- Article
◆ ◆ ◆

Thursday, April 9, 2009

Your own Personal Prupose (Part III)

If you don't believe in gods or some sort of higher power, and you don't want some mortal telling you how to spend your life, what do you do? What is your purpose? Whatever you want it to be.

If you want a driving purpose, you have to choose one - make one up. Most people are theists, so they have their supposed purpose shoved down their throats from an early age, i.e. "to serve God." But then they may spend years trying to figure out how to best serve their gods, so then end up at basically the same place as non-theists, without a definite direction or goal.

As a rationalist, you may want to use reason to derive your purpose, but even there, there will be personal decisions. You're going to have to lay down some axioms on which to build your reasoning. Just as you have to define what + and × mean in order to do math, you have to set down some subjective propositions so you can build up your philosophy. (The same goes for morality - if you want to base your moral code in reason, you still need basic propositions to build it on.) You can make general goals and extrapolate into specific, or you can just think about things that you want and figure out how best to achieve them. Hopefully an example will make the need for subjective propositions clear.

◆ ◆ ◆

- Supplied entries
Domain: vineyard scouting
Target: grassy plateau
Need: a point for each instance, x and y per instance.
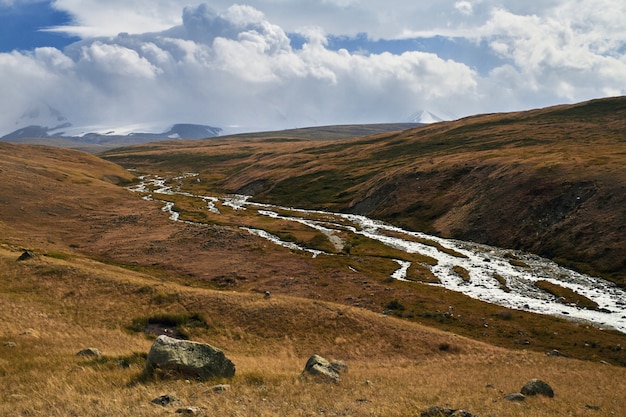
(110, 269)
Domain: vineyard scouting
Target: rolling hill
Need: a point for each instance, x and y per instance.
(106, 260)
(550, 181)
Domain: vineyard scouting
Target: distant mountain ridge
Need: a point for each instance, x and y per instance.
(428, 117)
(177, 131)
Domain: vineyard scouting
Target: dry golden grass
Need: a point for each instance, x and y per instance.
(52, 308)
(107, 259)
(549, 181)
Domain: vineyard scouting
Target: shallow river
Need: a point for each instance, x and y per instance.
(492, 276)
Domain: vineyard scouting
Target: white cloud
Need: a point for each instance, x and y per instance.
(464, 7)
(237, 66)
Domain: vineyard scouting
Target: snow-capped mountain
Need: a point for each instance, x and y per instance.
(427, 117)
(44, 121)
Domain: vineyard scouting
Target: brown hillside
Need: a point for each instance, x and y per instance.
(107, 263)
(551, 181)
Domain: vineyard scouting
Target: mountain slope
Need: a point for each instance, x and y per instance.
(550, 181)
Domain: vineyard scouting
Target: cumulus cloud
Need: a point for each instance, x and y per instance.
(237, 66)
(229, 68)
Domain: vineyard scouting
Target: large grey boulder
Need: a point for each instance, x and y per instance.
(188, 359)
(537, 387)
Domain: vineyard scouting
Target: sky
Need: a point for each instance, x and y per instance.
(278, 64)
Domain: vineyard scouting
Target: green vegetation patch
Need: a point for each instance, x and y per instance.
(321, 189)
(172, 324)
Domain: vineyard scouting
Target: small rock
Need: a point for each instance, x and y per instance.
(220, 388)
(321, 369)
(165, 400)
(26, 255)
(90, 352)
(190, 411)
(537, 387)
(339, 366)
(556, 353)
(515, 397)
(437, 411)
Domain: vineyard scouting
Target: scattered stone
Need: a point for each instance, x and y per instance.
(340, 366)
(437, 411)
(26, 255)
(220, 388)
(321, 369)
(165, 400)
(515, 397)
(537, 387)
(90, 353)
(190, 411)
(189, 359)
(556, 353)
(30, 332)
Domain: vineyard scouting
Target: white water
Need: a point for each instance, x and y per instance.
(481, 261)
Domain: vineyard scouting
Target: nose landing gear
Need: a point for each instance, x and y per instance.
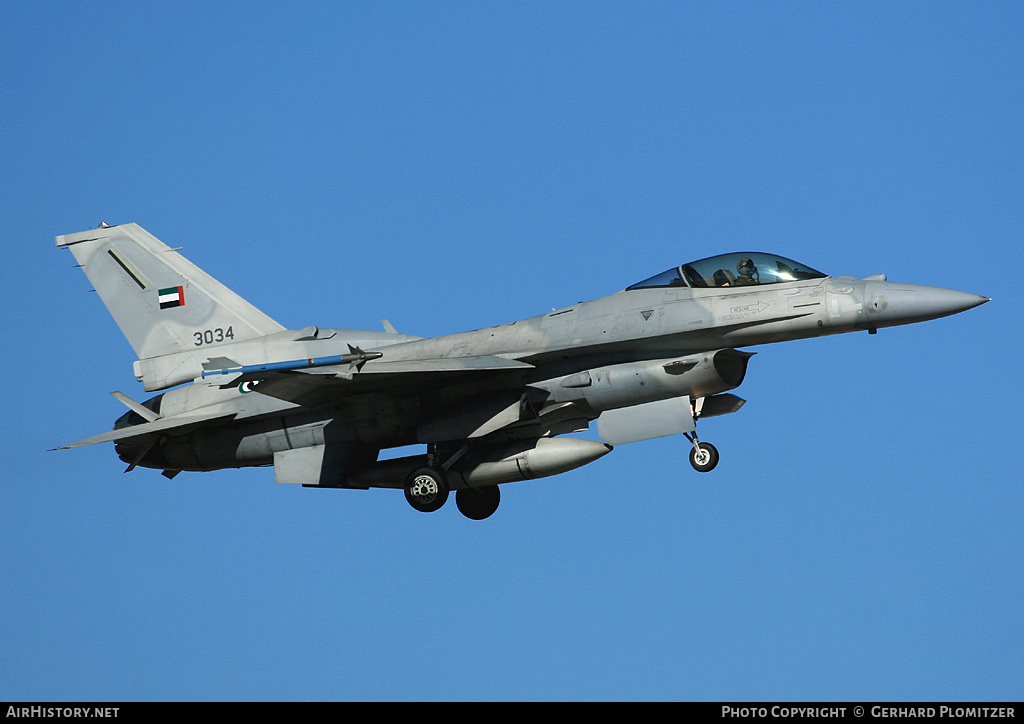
(704, 456)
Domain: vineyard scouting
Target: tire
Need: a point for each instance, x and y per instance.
(426, 490)
(707, 460)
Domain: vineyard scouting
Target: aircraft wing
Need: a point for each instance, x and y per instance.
(312, 387)
(177, 424)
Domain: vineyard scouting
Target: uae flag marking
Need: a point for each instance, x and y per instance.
(173, 296)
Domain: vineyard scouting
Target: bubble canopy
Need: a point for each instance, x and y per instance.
(737, 269)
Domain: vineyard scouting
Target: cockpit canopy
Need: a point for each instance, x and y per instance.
(738, 269)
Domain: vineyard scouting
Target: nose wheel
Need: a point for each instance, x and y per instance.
(704, 456)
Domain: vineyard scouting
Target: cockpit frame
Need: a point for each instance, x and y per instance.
(735, 269)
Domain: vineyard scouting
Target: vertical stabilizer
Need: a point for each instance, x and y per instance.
(163, 303)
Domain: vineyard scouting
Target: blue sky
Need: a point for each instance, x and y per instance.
(450, 166)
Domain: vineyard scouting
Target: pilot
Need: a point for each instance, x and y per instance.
(748, 272)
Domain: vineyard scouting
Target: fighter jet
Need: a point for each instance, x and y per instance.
(493, 406)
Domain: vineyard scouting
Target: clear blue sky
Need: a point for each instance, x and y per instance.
(453, 165)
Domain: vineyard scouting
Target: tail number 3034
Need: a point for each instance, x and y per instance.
(213, 336)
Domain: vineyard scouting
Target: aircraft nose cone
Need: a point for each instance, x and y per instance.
(905, 303)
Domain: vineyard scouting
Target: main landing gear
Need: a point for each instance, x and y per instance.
(427, 491)
(704, 456)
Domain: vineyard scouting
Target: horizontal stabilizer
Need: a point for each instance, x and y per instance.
(177, 423)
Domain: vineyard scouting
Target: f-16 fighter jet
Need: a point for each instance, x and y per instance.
(491, 407)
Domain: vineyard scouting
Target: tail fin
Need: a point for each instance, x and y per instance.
(163, 303)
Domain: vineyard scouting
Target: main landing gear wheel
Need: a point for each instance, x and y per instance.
(704, 457)
(478, 503)
(426, 490)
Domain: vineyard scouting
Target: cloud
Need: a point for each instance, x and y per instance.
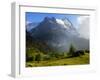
(83, 26)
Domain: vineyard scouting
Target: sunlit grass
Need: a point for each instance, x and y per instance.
(83, 59)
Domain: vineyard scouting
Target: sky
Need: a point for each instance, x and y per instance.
(80, 22)
(38, 17)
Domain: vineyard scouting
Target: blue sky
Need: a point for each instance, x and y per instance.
(38, 17)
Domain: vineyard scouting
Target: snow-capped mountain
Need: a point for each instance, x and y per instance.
(58, 34)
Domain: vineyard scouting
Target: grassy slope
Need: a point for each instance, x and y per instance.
(67, 61)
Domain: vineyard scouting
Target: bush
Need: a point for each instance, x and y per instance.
(71, 51)
(38, 57)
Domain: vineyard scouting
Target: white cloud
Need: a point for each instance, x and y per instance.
(83, 26)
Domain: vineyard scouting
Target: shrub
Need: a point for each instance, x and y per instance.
(71, 51)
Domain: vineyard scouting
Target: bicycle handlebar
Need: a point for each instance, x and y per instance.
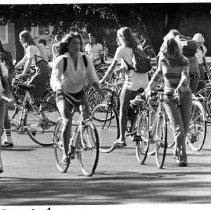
(6, 99)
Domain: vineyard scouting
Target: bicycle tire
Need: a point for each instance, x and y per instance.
(41, 123)
(94, 98)
(142, 146)
(205, 93)
(107, 126)
(87, 149)
(58, 148)
(161, 139)
(198, 127)
(17, 123)
(152, 142)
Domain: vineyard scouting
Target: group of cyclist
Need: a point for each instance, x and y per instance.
(71, 68)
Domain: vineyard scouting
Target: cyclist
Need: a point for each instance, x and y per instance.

◆ ◆ ◆

- Given request A
Give the passage of the personal purpose post again, starting with "If you want a" and going on through "direction or goal.", but switch "goal" to "aim".
- Given request B
How many lines of the entries contain the string "landing", with case counting? Reply with the number alone.

- Worked answer A
If you want a driving purpose, you have to choose one - make one up. Most people are theists, so they have their supposed purpose shoved down their throats from an early age, i.e. "to serve God." But then they may spend years trying to figure out how to best serve their gods, so then end up at basically the same place as non-theists, without a definite direction or aim.

- Worked answer B
3